◆ **TEXTE DE LECTURE**
┄┄┄┄┄┄
Nos confrères de la Compagnie de Marie ont établi leur prieuré indien non loin de Chennai (Madras), dans le sud-est du pays, dans l’état du Tamil Nadu. 70 km, demandant bien une heure et demie pour les parcourir, nous séparent donc de cette ville où est mort l’apôtre saint Thomas, et qui possède son tombeau. Le prieuré est établi dans un petit village dont l’église paroissiale a été rendue au culte traditionnel, construite par les missionnaires français. L’essentiel de l’apostolat en semaine se passe donc au prieuré, avec messe quotidienne au village, catéchisme certains jours en soirée ; la messe est célébrée dès 6 :00, alors que le soleil se lève, pour permettre à la trentaine de fidèles qui y assistent de pouvoir ensuite aller travailler aux champs ; mais c’est bien avant que se rassemblent certain fidèles, la messe étant invariablement précédée du chapelet et d’autres prières complémentaires ; le dimanche, il y a une centaine de fidèles qui vocifèrent de tout leur cœur un kyriale à la mélodie quelque peu adaptée… Le prieuré, construit par l’abbé Valan, accueille aussi quelques personnes âgées. Toute cette dernière année, l’abbé était assisté par un séminariste, qui faute de pouvoir obtenir un visa pour les Philippines, a commencé sa formation en Inde même.
┄┄┄┄┄┄
◆ **ÉNONCÉ 1**
Extrayez des entrées chaque ligne qui contient la chaîne « saddle », en tenant compte de la casse.
┄┄┄┄┄┄
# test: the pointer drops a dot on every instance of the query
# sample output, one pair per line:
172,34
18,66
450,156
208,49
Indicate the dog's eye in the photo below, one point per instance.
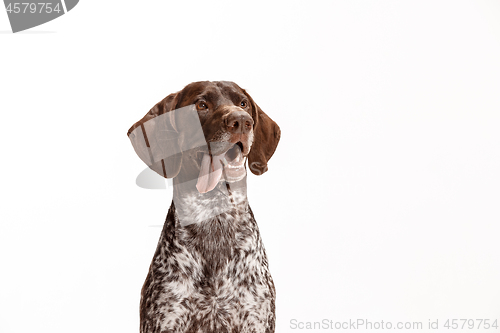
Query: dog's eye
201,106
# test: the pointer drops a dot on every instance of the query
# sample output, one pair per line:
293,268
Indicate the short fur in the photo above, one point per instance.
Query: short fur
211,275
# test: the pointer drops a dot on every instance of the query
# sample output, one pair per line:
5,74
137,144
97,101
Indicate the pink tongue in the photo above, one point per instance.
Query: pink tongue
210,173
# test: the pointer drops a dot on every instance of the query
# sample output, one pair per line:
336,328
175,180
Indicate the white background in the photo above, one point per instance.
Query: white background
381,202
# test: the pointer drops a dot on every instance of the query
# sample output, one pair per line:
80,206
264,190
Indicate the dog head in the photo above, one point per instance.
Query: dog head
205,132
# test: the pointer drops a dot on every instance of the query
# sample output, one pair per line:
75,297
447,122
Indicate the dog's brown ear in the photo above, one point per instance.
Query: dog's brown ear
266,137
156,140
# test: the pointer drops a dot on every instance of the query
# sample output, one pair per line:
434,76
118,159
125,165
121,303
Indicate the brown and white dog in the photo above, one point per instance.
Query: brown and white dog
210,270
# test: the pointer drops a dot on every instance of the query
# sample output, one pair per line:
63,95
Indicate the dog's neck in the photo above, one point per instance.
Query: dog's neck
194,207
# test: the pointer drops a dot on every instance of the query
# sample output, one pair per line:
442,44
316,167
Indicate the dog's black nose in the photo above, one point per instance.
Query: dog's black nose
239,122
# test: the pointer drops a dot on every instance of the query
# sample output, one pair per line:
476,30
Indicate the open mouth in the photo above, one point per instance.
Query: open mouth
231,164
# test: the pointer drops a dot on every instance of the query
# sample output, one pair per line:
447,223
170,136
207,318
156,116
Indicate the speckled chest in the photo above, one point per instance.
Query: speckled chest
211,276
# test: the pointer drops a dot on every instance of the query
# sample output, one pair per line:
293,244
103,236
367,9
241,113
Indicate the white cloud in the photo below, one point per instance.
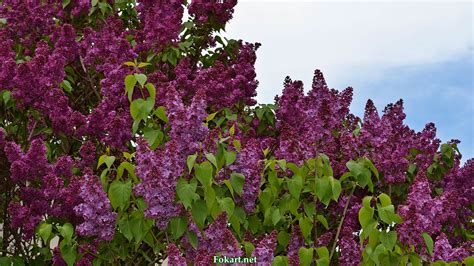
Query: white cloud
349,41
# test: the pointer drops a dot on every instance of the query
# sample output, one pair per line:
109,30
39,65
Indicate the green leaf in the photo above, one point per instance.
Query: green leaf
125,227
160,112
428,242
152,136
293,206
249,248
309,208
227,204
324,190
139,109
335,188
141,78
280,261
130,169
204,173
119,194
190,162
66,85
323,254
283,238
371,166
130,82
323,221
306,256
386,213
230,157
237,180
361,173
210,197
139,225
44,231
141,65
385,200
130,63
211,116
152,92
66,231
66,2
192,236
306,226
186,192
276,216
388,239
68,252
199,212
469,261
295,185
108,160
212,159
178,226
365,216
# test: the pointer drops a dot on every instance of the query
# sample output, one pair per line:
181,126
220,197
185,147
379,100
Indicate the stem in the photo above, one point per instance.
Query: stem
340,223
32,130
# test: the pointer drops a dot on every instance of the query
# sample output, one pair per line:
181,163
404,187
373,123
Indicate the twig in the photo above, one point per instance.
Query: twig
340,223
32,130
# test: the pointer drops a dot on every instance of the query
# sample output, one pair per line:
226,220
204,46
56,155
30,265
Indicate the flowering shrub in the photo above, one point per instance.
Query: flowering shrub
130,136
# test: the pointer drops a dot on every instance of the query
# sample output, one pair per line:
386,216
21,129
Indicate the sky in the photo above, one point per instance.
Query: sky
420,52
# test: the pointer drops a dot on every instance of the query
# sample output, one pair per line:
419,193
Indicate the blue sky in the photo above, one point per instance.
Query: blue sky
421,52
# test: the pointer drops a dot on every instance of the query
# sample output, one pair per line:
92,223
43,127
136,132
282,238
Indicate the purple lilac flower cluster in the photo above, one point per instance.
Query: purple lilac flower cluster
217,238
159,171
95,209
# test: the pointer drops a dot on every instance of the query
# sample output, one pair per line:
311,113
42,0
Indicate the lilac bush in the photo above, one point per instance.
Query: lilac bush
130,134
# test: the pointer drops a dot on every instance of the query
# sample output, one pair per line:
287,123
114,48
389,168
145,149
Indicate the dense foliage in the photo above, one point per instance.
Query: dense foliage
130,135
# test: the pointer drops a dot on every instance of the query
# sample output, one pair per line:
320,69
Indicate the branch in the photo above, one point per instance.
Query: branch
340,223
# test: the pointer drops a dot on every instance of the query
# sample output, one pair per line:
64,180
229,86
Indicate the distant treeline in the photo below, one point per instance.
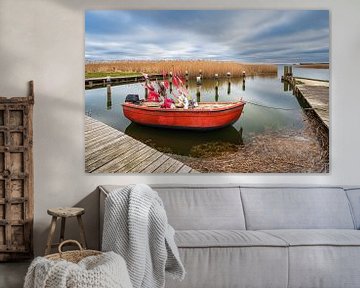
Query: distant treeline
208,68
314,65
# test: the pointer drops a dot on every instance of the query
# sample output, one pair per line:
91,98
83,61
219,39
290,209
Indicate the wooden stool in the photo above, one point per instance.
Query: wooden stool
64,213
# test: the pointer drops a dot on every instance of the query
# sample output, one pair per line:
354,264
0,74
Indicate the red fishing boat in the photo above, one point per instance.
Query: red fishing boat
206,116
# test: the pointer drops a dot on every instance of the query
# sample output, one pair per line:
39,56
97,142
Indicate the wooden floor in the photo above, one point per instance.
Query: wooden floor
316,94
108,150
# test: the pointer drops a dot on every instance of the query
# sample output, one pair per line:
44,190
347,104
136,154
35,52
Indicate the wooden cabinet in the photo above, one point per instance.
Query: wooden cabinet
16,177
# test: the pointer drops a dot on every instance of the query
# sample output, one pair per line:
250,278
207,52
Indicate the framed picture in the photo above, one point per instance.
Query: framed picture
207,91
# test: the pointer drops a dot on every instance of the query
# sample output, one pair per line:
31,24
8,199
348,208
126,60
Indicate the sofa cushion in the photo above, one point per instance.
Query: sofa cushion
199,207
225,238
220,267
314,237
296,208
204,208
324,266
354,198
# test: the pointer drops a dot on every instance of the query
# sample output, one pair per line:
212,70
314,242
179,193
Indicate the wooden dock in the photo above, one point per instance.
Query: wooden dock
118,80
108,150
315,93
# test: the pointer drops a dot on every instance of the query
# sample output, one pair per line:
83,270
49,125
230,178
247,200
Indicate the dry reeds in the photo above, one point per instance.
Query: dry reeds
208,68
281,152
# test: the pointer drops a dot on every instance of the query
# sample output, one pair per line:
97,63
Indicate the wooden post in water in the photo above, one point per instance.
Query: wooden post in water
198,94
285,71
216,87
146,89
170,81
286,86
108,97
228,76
┄┄┄┄┄┄
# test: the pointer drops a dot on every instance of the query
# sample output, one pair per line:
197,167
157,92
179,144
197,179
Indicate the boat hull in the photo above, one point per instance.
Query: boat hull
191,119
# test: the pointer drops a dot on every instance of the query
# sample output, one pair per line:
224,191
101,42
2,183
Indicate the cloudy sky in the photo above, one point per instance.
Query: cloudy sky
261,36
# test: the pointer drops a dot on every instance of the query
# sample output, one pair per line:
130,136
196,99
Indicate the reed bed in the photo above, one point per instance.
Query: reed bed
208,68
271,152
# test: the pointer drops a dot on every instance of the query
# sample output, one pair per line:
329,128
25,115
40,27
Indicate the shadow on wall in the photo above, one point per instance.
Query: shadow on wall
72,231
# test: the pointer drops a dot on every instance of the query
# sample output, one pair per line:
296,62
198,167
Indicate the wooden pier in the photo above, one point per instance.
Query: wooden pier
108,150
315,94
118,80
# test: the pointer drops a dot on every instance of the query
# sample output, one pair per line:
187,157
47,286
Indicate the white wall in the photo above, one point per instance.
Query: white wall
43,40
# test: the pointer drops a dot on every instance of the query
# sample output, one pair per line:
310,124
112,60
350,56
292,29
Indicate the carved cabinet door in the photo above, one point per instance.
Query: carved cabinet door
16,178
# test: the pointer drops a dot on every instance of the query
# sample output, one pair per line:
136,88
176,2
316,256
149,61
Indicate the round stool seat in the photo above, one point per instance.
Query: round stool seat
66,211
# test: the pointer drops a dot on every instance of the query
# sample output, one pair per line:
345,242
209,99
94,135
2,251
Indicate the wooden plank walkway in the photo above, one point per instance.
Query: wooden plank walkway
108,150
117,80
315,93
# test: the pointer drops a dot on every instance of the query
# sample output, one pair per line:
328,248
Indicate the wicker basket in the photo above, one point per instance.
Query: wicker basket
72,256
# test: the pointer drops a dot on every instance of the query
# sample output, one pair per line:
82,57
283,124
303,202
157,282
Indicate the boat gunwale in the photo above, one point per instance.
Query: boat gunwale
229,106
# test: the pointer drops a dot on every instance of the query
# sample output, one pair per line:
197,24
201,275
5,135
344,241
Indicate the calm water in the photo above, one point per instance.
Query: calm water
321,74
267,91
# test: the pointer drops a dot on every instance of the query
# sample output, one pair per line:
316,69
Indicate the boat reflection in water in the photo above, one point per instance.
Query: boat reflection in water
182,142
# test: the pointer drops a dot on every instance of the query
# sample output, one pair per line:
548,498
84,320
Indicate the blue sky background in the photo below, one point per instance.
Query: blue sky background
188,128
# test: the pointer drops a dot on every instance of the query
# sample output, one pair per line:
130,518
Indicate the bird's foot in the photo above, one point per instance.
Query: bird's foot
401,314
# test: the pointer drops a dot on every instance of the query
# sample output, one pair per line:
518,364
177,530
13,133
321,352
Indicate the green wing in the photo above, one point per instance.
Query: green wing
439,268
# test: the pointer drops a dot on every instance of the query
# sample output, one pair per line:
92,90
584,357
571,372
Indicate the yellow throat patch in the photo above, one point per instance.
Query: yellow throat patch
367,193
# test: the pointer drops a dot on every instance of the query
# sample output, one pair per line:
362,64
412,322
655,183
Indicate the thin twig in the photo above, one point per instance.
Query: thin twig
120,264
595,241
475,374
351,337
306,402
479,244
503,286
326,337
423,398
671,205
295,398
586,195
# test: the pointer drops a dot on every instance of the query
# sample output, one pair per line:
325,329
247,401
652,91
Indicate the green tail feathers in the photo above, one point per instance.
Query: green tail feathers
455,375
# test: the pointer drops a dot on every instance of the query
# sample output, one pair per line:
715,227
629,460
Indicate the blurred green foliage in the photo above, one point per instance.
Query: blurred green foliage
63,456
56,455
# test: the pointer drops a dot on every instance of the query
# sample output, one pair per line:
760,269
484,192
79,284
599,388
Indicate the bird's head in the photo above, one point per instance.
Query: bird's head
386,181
┄┄┄┄┄┄
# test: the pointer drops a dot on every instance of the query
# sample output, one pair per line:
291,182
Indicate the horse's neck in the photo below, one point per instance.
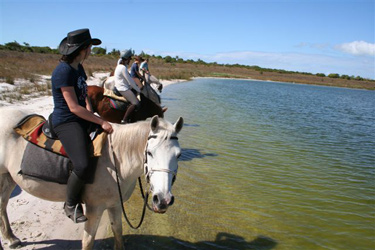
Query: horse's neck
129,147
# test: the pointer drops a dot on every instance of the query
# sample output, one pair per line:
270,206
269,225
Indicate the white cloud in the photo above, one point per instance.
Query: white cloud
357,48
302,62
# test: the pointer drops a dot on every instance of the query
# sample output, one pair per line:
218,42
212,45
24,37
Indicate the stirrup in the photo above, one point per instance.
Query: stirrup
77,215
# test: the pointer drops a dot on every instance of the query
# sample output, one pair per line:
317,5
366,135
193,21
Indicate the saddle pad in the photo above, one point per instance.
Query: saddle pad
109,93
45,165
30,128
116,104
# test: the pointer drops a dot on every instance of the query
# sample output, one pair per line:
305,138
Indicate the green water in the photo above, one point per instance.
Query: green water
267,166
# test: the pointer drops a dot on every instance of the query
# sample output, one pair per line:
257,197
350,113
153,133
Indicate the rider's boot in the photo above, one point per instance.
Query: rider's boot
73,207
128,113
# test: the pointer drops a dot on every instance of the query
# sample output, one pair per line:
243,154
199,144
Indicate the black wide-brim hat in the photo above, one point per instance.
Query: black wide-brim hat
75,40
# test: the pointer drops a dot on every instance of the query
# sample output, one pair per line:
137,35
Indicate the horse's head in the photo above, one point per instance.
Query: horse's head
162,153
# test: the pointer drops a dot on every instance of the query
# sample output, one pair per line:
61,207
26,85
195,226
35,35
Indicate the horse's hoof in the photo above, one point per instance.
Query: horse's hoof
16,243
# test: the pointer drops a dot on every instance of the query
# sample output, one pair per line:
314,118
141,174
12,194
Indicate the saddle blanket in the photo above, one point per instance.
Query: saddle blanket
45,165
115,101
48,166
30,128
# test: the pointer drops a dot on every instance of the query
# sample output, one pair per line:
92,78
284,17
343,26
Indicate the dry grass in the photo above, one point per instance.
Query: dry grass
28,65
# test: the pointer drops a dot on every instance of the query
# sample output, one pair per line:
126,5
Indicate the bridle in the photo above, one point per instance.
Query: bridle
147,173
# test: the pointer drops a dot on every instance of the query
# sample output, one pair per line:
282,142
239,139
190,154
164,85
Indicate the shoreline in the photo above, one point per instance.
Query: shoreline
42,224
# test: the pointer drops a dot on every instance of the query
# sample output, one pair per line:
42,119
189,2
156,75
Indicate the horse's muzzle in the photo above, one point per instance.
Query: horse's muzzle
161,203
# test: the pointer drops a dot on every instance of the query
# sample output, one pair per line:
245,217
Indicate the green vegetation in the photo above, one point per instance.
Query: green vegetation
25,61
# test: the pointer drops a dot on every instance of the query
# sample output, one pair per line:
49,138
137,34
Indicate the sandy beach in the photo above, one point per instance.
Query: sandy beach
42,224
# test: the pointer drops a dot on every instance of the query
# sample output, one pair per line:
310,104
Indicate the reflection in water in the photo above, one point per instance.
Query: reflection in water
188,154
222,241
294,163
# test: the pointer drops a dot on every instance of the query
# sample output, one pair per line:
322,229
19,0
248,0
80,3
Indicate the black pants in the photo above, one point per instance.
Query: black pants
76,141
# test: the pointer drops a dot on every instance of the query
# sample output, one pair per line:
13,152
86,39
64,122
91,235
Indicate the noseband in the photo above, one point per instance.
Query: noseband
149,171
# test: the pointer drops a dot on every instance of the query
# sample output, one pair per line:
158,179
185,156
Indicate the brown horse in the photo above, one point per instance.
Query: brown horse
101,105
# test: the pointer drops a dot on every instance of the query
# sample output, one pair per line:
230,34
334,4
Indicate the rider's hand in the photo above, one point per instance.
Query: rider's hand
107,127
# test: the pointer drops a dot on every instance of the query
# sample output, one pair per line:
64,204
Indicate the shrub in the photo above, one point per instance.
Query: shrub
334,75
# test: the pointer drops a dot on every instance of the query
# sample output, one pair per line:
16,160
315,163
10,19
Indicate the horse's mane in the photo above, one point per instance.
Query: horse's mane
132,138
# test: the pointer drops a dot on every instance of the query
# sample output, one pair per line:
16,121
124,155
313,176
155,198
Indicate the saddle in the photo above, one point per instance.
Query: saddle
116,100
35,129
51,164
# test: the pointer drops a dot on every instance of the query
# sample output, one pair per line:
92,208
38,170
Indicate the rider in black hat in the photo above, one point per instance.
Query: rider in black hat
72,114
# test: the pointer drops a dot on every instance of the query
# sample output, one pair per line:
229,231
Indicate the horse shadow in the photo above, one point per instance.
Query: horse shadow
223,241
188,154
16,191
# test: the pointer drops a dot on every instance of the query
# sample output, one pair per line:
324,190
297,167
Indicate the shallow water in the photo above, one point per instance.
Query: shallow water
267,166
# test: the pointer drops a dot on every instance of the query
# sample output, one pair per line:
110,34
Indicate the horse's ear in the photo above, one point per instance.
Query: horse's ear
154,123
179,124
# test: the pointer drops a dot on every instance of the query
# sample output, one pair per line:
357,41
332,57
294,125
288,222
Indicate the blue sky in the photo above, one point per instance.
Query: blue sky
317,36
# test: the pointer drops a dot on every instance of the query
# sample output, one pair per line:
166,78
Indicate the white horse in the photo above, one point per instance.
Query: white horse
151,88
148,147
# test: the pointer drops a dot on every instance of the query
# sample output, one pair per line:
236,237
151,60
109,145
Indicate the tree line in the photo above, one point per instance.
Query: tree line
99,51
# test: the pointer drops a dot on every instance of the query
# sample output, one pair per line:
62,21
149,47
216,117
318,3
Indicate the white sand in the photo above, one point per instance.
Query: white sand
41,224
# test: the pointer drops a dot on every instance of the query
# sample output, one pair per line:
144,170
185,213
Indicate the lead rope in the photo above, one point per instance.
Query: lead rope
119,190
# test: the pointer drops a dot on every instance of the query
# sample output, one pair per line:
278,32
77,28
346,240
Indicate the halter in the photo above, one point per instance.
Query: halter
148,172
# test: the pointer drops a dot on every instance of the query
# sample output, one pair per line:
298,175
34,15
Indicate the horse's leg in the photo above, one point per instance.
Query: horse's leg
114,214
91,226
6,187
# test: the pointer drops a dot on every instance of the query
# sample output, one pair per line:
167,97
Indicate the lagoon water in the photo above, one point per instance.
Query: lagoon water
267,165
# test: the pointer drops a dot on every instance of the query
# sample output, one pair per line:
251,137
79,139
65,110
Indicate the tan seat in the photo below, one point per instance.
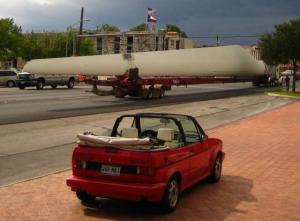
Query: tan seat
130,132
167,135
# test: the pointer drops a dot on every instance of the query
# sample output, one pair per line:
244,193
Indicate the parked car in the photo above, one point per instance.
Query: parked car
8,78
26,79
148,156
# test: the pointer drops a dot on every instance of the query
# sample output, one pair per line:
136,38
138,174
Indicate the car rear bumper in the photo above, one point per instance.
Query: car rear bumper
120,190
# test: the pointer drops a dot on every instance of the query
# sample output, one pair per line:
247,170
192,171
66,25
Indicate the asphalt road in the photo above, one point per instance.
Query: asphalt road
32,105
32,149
┄┄┄┄┄┄
◆ **ÉNONCÉ 2**
Répondez à ces questions d'après le texte sur le prieuré indien :
(a) Dans quel État se trouve le prieuré ?
(b) Dès quelle heure la messe est-elle célébrée au village ?
(c) Par qui le prieuré a-t-il été construit ?

◆ **BONNE RÉPONSE 1**
Indicate the saddle pad in the photo above, one point per instance.
Query: saddle pad
Indicate the saddle blanket in the photo above, one point per instance.
Query: saddle blanket
Indicate the saddle in the photo above, one point per instance.
Query: saddle

◆ **BONNE RÉPONSE 2**
(a) Dans l'État du Tamil Nadu.
(b) Dès 6 h 00.
(c) Par l'abbé Valan.